Bounding box annotation entries:
**********
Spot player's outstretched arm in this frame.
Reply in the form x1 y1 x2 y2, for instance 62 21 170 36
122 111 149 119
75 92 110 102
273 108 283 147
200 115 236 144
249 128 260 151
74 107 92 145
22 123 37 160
**********
PROBLEM TO WORK ON.
Take the lines above and retype all of them exactly.

CORRECT OUTPUT.
Spot player's outstretched arm in this frame.
Reply in the form x1 y1 x2 y2, for instance 62 21 170 36
122 111 149 119
75 92 110 102
273 108 283 147
200 115 236 144
249 128 260 151
74 107 92 145
22 123 37 160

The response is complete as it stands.